**** RECORDS FOR PROCESSING ****

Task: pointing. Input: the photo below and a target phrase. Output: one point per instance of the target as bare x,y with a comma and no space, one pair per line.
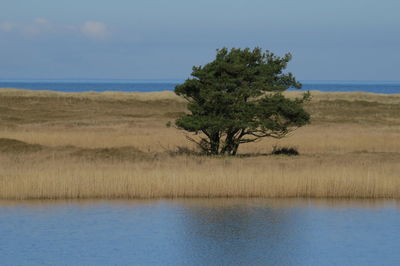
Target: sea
383,87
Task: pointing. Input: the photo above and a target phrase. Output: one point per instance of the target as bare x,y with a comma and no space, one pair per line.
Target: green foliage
237,98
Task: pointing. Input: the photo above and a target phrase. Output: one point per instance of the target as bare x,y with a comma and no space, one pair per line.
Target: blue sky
155,39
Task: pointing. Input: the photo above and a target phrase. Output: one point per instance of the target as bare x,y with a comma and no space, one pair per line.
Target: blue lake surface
389,87
200,232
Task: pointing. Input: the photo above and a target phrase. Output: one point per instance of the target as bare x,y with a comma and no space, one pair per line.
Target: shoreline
116,145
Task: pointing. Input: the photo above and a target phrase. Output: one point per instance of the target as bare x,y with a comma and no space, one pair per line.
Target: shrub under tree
237,98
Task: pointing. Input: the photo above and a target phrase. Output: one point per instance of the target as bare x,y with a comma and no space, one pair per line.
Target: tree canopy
237,98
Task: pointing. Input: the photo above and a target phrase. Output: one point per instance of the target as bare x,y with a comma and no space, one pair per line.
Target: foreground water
200,232
386,87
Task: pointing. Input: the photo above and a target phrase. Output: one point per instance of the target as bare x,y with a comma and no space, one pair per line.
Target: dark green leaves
227,102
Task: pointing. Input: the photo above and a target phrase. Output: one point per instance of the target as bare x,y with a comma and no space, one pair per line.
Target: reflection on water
200,232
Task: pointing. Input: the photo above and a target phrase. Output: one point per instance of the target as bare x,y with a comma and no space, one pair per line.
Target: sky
160,39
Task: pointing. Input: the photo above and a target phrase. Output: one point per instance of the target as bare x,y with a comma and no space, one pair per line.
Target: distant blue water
391,87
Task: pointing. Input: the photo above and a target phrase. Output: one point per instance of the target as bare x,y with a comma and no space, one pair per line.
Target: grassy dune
116,145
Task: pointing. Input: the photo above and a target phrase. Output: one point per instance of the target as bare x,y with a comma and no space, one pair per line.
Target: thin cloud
38,26
7,26
94,29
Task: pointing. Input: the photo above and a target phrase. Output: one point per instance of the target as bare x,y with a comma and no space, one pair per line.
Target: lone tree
237,98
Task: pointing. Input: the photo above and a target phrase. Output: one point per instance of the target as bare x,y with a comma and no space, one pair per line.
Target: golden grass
116,145
334,176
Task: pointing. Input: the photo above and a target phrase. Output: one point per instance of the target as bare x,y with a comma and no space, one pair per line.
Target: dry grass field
116,145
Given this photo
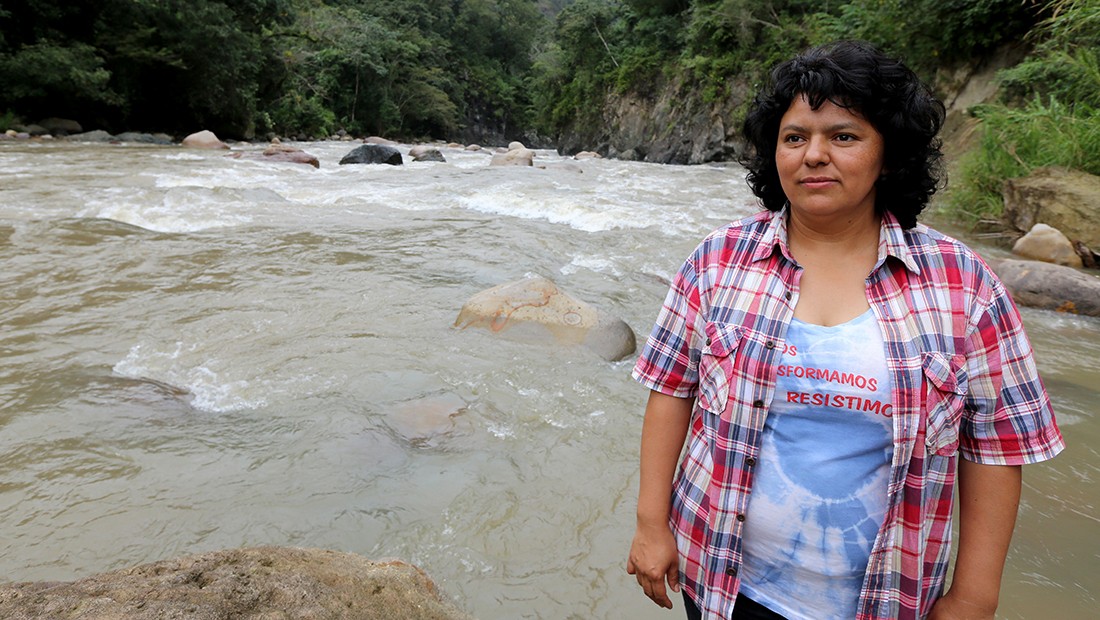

****

> **REQUIRED WORK**: Leave out the images and transcribe all the records exactly.

> **ANSWER BELOW**:
Task: pointing. Input: the photo below and a target phrase. Output: one point per instance of the target as bare x,y with a comma and no space, one pair per line.
Target: sea
383,87
Task: pointing. Input: the photo above and a target phrase. Output: one point per instance of the target as bare x,y with a comma and no space, one pair per line.
Target: green foliage
237,98
Task: pointing. Input: the photo above and a target phrase. Output: one point per instance of the target as bare x,y with a comma and no space, one pair per line.
Target: blue sky
155,39
Task: pointing. Input: the photo above and a target phrase. Output: one point per instance of the target as bare x,y with a comma and no space, one pair per line.
Target: blue lake surface
389,87
200,232
Task: pointing. Input: the photo above and a target phrase. Output: one point per instance of the target as bare x,y with a comma and no space, one pair per line.
Target: shoreline
116,145
Task: pointing. Input: the photo above and a target phrase. Output: one point per instance of the target as bare x,y with a comma and no space, one pair per line.
Target: shrub under tree
237,98
Task: pointing. Input: the photo above and a target phrase. Output: one point per instance of the target as bare x,y with a comma and no space, one pair per line.
Target: tree canopy
237,98
Task: pointing. Input: the photo above and a target phrase. Output: one point per instance of the target as bare x,y with a comma and no space, one pair per line.
Target: foreground water
200,232
386,87
Task: pointing. Input: the photo above and a target phrase. Output: one point per instance of the target as bare x,y with a comma and no space, one pair per line.
Target: dark green leaves
227,102
Task: pointing. Input: the photo above and a target phrase. Output: one point per instance of the target as bare x,y with a comma and no space, one pair per line.
Target: reflection on water
200,232
Task: pointing. Input: the photo above and a target phrase. Output: one point per instance of the target as bare x,y with a comma and no space, one pair per line.
Target: sky
160,39
Task: pointing. Input: the photo above and a target phrase. Output: one point per instance of the target as bare x,y with a comma and no space, one pair per line.
Target: distant blue water
391,87
Task: pointing. Input: the photo above and a target phrase. Output: one point per instance of the target as bare x,y with a comma and no space, one pair per line.
Target: grassy dune
116,145
Task: pointing. Input: the photo above and a target phrase. Output: one point per instance of the target as bare x,y with a comma and no space, one pair per line.
Target: thin cloud
38,26
7,26
94,29
Task: pointing. Input: the photo above and a target phrase. Output: one point per instance of the target as bare x,y with a comma and no space, one pair per line.
Target: lone tree
237,98
Task: pointing. Input: the photo above and a target phrase. Output: one point per instance of the target as bare x,y with a comma and no space, one pair per line.
Target: golden grass
116,145
334,176
Task: pointing. Input: the photo above and a target phrase. Output: one point per instance of the target as bare x,y with a comma and no space, one pair per line.
Target: dry grass field
116,145
Given this photo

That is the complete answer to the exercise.